# Start of Available data

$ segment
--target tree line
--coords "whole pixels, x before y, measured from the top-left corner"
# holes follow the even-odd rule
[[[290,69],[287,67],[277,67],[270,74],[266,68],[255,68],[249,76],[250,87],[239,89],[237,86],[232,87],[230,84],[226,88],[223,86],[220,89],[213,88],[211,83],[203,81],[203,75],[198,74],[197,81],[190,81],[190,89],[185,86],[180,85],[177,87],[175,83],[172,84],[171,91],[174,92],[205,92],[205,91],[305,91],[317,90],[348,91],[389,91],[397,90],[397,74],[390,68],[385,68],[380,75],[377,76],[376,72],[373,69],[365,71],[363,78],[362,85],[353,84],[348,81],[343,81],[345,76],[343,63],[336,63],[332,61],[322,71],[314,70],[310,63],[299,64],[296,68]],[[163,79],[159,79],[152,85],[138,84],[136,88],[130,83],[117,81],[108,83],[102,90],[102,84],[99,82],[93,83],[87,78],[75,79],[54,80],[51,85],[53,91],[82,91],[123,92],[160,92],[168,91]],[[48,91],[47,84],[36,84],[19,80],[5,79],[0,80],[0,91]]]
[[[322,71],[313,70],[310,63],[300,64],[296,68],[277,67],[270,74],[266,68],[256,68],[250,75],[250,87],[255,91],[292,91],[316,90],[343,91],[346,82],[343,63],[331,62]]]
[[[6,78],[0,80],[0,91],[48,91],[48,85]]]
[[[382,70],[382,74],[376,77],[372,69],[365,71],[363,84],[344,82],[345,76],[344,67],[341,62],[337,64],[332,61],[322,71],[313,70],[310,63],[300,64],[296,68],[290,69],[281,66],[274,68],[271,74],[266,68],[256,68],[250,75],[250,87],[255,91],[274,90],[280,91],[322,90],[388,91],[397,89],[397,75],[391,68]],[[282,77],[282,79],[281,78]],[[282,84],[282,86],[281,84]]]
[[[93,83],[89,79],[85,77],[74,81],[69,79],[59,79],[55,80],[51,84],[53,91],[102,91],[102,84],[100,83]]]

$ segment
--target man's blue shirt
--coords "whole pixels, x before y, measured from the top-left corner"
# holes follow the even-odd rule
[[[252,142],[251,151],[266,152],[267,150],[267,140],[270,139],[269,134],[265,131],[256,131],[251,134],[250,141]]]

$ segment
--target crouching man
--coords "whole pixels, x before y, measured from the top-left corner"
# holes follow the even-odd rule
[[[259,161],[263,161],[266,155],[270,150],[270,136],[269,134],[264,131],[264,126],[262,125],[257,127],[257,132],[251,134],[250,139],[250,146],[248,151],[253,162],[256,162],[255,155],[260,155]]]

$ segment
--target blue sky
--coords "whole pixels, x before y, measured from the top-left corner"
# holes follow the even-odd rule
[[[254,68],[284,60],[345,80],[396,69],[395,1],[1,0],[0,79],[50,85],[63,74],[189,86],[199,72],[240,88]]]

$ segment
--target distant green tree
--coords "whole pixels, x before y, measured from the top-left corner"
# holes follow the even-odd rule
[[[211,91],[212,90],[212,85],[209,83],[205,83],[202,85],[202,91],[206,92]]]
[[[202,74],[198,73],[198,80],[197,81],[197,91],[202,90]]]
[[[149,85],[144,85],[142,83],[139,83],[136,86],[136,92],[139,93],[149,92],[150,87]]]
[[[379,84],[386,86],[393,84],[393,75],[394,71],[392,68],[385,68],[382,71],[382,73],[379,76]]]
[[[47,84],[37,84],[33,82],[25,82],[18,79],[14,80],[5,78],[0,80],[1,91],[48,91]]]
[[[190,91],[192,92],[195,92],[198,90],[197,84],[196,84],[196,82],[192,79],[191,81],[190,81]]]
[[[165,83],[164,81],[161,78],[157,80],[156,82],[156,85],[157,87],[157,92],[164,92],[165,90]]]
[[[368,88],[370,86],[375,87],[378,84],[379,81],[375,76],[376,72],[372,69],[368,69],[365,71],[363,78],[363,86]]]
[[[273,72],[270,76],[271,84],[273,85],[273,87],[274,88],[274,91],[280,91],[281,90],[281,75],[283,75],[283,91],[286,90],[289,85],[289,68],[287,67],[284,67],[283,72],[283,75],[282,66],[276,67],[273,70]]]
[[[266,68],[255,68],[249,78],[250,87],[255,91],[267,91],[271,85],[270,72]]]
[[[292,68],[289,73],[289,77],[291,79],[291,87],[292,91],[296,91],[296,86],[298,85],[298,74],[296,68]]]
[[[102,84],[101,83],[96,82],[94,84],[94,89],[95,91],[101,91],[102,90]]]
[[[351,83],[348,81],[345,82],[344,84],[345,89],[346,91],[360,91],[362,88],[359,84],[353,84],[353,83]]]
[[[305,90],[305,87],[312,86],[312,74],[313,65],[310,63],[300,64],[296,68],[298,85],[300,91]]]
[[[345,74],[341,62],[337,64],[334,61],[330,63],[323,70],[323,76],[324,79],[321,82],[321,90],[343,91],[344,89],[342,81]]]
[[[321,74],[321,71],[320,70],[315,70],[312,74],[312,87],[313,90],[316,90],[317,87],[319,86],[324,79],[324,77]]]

# End of Available data

▶ [Task description]: Count the lines in the records above that contain the string "target". Give only the number.

▶ [Answer to this task]: 5